_DOCUMENT PASSAGE_.
You’re getting everybody together, so what specific outcomes do you want as a result? What sort of conversations do you want these people to be having with those people? What specific commitments do you want people to buy into, and how will you secure that?
How will you know your objectives are being met as the day goes on? What will you see shaping up in front of you? If you don’t know what you’re looking for you won’t find it.
Too often people think that if they get folks together for a day something useful is bound to drop out the bottom of it. That rarely happens.
Focus on relationships
Away days should involve working on the team, which means working on the relationships. It’s something teams and organisations almost never think about, so this is your chance.
Construction people are technically focused, so they want to dive into their technical comfort zone, which means endless detail about the business or the project or the programme or the retaining wall that has slipped, and they will happily engross in that for the day.
Don’t let them. They can do that back in the office, like they do every day. This is a special occasion, and relationships are more important.

Point localization data:
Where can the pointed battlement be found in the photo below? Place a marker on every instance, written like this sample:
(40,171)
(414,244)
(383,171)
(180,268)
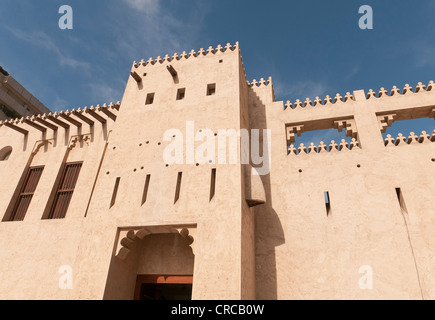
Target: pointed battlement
(185,56)
(349,98)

_WHAT THE TASK REQUIRES_. Carry on the passage about planning team away days, picking up after its final sentence.

_TASK OUTPUT_.
Working on relationships doesn’t mean fun and games to create an ephemeral sense of community. People see through that and it’s patronising.
What it does mean is creating a space where people can be real to each other, able to speak candidly about their hopes and concerns in relation to the purpose you’ve set. When people are real and intelligible to each other, they’re more likely to support each other in pursuit of that purpose.
Engage them
Getting everyone intensely involved is tough, but doable. Having a clear purpose and objectives for the day is a good first step. It piques people’s interest if they see you have a plan and know what you want. But you need to do more.
Having the usual faces give PowerPoint presentations is absolutely not the way to go. You want participants, not a passive audience.
What work will they do in the day? What preparation will you ask for? Debates, brainstorming sessions, votes and reports from the front line are some of the ways you can get people participating and energised.
Follow up
With a clear purpose set, the away day is the start of a journey. What outcomes do you want to see in the week after? The month after? The year after?
How will you know your desired outcomes are being met? Who is accountable for what, and how will they be supported?
A friend once told me, ‘Dave, a one off day without proper follow up is just entertainment’ and you and I are not in the entertainment business.
My sessions have three months’ worth of follow up and then we start again. Don’t have an away day if you haven’t worked out the follow-up.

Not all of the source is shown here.